▶ _Text excerpt_:
=====

The first solicitation released by MTEC was designed to identify novel therapeutic treatments largely focused on repurposed drugs with different – but related – indications; or novel drugs that are ready for human studies. Further, MTEC anticipates releasing additional solicitation announcements in the near future regarding, among other efforts, a wearable diagnostic to detect pre- or early symptomatic COVID-19 infection. Funding for the aforementioned NETCCN was also released through MTEC. Overall, MTEC plans to award more than 50 million dollars as part of the fight against the virus.

"MTEC is proud to be a partner with USAMRDC to accelerate the development of solutions for COVID-19 and to protect and heal those who serve," said Kathy Zolman, MTEC Director of Program Operations.

A focus on wearable systems also plays a large role in the contribution of USAMRDC's U.S. Army Research Institute of Environmental Medicine (USARIEM) to the Command's overall effort. Currently, USARIEM is evaluating the use of its ECTemp (or, Estimated Core Temperature) algorithm – a method developed by USARIEM's Dr. Mark Buller to provide accurate estimates of core body temperature by analyzing heart rate changes over time – to detect key early symptoms and monitor body temperature for fever. Further, USARIEM is also serving as the DOD lead for one of the subgroups under the Mass General Brigham (MGB) Center for COVID Innovation, Direct to Consumer Mobile Health Working Group, which is in turn addressing the monitoring of service providers and patients in disaster scenarios.

=====

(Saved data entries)
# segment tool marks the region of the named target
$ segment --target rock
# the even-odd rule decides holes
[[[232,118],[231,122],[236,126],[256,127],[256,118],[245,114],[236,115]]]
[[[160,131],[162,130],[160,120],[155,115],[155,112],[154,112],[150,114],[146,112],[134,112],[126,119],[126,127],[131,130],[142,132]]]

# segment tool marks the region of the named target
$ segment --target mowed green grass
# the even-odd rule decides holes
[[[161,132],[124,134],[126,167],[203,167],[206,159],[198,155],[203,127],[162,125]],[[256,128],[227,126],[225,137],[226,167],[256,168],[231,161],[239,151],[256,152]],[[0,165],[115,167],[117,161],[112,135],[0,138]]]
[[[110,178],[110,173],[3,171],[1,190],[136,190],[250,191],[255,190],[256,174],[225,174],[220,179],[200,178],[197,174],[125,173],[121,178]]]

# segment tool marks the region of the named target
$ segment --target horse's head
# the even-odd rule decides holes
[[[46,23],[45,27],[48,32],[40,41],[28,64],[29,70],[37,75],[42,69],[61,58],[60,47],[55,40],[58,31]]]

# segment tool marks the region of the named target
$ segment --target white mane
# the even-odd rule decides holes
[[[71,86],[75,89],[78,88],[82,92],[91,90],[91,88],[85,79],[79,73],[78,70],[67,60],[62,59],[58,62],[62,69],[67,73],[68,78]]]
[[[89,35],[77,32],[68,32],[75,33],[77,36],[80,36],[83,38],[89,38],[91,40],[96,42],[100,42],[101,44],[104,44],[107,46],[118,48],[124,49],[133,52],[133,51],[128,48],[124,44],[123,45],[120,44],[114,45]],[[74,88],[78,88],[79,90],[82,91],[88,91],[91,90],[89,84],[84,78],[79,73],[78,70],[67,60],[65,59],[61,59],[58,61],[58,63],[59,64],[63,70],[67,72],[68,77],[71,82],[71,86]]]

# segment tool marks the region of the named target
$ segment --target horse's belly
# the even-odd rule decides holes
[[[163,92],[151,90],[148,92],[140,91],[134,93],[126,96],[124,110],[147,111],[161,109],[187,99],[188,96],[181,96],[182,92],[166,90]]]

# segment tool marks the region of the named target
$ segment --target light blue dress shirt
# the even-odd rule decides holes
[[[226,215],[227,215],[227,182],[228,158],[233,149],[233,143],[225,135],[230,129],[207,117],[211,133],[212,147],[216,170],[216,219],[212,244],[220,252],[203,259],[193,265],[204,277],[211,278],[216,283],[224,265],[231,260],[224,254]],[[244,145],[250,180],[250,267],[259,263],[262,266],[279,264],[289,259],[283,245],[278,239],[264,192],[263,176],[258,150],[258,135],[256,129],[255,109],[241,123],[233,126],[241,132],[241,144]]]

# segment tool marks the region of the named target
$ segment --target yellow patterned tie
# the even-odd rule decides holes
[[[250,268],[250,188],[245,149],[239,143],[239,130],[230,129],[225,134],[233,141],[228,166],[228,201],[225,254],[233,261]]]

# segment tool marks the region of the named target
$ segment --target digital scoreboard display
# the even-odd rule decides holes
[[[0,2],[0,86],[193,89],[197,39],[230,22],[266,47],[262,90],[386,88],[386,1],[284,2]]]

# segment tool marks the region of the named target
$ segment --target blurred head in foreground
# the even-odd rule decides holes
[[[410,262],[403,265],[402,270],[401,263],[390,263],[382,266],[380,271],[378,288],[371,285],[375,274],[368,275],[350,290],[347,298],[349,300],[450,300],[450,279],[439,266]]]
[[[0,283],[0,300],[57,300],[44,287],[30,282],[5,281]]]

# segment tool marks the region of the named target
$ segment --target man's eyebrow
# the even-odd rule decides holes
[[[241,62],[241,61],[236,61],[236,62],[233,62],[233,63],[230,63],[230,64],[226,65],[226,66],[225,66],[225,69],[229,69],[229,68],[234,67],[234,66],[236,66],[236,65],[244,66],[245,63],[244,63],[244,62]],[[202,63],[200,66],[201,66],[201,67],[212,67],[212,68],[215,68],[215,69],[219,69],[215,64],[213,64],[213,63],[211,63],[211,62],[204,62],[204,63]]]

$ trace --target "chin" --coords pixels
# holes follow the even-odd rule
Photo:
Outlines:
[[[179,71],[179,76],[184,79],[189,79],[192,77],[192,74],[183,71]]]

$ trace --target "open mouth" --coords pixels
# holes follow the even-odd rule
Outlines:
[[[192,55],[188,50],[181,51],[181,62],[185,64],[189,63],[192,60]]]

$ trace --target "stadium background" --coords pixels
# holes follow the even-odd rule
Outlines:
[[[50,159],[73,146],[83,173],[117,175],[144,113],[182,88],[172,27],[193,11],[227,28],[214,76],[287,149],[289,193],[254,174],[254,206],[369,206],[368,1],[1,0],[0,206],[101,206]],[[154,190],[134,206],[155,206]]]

=====

▶ _Exercise prompt_:
Set down the entire passage on MTEC and USARIEM COVID-19 efforts word for word.

▶ _Task solution_:
The first solicitation released by MTEC was designed to identify novel therapeutic treatments largely focused on repurposed drugs with different – but related – indications; or novel drugs that are ready for human studies. Further, MTEC anticipates releasing additional solicitation announcements in the near future regarding, among other efforts, a wearable diagnostic to detect pre- or early symptomatic COVID-19 infection. Funding for the aforementioned NETCCN was also released through MTEC. Overall, MTEC plans to award more than 50 million dollars as part of the fight against the virus.

"MTEC is proud to be a partner with USAMRDC to accelerate the development of solutions for COVID-19 and to protect and heal those who serve," said Kathy Zolman, MTEC Director of Program Operations.

A focus on wearable systems also plays a large role in the contribution of USAMRDC's U.S. Army Research Institute of Environmental Medicine (USARIEM) to the Command's overall effort. Currently, USARIEM is evaluating the use of its ECTemp (or, Estimated Core Temperature) algorithm – a method developed by USARIEM's Dr. Mark Buller to provide accurate estimates of core body temperature by analyzing heart rate changes over time – to detect key early symptoms and monitor body temperature for fever. Further, USARIEM is also serving as the DOD lead for one of the subgroups under the Mass General Brigham (MGB) Center for COVID Innovation, Direct to Consumer Mobile Health Working Group, which is in turn addressing the monitoring of service providers and patients in disaster scenarios.